### Source text
<<<<

I had a similar issue (8 chains in a large ASU, 2.4 A resolution, 29%
homology, possibly--and ultimately confirmed--twinned data). Here is how
I solved my structure (not pretty!):
1. Phaser was used to find an initial placement for the chains using
(what turned out to be) the twin maps. This actually worked fine to
get a grossly correct position for all chains in the ASU. But the
low homology structures were pretty much useless as a starting point
for refinement in Refmac, and the twin maps were, um, just bad, as
you would expect. I used this structure as a starting point for
phases for the next step.
2. Once I had that, is used Parrot and Buccaneer to do density
modification with NCS and autotraced about 98% of the structure,
with only a couple of gaps/insertions.
3. Running Phaser with the twin option enabled identified the twin
fraction easily and resulted in excellent maps for further refinement.
If I had been quicker in recognizing the twinning of the data, I
probably could have detwinned the data from the start, and Phaser,
perhaps in combination with Parrot & Buccaneer with NCS, would have
arrived at a solution quicker.
If you have not used Parrot with NCS pipelined with Buccaneer, give it a
try. I was very pleasantly surprised (and impressed) at how efficient
this was at getting me to a place where I could start refining the final
structure.

>>>>

### Given information
<<<<

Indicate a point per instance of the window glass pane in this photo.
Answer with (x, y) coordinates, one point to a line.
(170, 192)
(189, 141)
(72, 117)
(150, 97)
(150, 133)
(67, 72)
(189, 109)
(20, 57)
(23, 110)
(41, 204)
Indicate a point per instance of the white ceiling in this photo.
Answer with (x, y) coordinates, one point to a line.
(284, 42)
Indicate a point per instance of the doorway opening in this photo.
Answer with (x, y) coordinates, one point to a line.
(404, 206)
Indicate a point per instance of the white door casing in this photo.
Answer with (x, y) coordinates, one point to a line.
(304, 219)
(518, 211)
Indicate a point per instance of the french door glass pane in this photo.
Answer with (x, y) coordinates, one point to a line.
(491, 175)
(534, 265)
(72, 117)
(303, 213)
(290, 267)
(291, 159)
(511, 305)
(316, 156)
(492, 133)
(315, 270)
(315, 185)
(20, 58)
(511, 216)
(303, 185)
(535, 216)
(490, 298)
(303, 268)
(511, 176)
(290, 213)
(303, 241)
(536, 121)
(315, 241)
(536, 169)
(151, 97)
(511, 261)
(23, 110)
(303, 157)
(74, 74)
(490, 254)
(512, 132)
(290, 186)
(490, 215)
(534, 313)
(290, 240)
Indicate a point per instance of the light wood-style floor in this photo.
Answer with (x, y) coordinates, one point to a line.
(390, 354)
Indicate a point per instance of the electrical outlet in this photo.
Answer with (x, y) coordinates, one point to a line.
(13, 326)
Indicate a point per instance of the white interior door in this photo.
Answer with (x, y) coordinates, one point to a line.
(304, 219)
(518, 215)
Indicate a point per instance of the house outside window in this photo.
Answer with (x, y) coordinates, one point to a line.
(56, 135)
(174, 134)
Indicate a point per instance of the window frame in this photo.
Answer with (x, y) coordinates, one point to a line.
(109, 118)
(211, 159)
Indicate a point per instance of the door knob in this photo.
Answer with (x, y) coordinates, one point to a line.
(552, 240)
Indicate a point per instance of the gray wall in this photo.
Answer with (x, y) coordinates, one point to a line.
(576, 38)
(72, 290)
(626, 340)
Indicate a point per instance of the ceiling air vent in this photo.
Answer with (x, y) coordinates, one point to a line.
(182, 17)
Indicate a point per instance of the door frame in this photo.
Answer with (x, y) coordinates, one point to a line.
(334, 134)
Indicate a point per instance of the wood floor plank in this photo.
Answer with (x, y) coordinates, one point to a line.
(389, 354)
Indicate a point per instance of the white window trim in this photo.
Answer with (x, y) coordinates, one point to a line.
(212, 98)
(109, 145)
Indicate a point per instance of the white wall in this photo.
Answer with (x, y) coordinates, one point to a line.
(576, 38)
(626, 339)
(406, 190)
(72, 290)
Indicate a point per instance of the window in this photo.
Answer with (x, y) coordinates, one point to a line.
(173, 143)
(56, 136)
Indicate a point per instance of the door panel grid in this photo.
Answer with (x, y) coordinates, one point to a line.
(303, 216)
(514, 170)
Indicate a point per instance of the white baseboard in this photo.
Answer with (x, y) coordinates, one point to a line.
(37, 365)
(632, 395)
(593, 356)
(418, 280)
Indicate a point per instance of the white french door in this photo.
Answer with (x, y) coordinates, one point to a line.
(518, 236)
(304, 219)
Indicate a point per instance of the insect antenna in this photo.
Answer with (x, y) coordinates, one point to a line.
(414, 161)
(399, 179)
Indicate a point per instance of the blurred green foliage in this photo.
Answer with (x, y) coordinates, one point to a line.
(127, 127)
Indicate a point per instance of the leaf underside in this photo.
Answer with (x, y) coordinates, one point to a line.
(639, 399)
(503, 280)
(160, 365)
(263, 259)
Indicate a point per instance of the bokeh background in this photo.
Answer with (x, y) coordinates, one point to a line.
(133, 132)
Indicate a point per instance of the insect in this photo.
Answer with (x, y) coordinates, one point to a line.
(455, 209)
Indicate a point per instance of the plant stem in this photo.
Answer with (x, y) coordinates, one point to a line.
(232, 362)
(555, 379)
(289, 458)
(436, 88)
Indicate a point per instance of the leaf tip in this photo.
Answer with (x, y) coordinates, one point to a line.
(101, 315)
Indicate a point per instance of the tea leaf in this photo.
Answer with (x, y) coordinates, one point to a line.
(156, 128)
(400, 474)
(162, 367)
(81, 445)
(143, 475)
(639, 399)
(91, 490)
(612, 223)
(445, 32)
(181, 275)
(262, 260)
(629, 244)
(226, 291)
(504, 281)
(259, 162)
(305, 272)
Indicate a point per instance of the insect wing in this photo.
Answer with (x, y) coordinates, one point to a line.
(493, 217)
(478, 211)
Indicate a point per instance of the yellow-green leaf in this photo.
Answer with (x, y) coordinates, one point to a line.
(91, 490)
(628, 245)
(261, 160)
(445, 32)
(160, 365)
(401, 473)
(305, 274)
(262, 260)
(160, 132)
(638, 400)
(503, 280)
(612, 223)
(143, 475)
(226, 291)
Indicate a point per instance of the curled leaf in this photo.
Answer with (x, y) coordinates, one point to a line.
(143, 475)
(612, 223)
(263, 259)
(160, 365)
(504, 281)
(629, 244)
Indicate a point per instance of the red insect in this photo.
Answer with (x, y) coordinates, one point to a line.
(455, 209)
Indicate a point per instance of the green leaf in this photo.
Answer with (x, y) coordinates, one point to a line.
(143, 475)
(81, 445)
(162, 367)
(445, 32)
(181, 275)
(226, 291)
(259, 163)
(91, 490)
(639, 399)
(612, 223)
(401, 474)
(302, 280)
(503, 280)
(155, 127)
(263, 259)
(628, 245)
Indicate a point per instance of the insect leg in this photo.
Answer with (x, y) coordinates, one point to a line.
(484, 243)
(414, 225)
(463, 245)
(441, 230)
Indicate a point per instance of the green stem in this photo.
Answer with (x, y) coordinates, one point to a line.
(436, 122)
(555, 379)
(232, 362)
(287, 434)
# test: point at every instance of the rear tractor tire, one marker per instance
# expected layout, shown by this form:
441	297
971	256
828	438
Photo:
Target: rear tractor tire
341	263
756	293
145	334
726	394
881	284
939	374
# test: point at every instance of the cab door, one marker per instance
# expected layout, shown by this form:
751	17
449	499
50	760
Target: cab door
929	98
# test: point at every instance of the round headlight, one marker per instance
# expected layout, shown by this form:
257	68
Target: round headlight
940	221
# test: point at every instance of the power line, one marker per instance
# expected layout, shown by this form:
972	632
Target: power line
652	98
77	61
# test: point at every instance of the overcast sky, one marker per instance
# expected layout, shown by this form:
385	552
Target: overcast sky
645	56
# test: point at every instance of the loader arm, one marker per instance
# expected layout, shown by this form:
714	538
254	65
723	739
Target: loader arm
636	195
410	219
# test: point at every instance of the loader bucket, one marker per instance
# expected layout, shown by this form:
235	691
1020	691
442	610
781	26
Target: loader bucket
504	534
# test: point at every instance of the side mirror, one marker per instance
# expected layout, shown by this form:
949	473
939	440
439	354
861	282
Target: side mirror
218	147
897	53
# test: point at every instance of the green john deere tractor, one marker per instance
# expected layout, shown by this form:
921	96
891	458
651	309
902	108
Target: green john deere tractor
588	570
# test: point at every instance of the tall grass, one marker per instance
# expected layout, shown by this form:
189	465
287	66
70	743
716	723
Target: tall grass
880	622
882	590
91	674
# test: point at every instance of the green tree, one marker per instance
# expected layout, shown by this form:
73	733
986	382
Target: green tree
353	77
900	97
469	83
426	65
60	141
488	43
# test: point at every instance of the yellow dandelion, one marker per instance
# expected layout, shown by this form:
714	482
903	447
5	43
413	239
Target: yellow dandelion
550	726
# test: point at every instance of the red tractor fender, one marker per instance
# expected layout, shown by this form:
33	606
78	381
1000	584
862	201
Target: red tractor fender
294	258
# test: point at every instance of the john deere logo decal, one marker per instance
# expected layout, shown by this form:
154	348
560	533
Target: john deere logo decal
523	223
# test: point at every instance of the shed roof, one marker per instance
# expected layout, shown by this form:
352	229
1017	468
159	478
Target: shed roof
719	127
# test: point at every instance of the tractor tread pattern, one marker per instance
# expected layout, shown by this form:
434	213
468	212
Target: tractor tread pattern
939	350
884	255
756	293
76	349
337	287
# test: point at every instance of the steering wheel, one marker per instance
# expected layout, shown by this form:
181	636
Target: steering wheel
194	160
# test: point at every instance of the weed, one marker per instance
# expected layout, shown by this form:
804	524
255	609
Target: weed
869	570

>>>>

### Required work
Answer from the structure-solving post:
(a) How many chains were in the large ASU?
(b) About what share of the structure was autotraced using Parrot and Buccaneer?
(c) What did Phaser identify easily once its twin option was enabled?
The items come from a different source than the structure-solving post.

### Your response
(a) 8 chains
(b) About 98%
(c) The twin fraction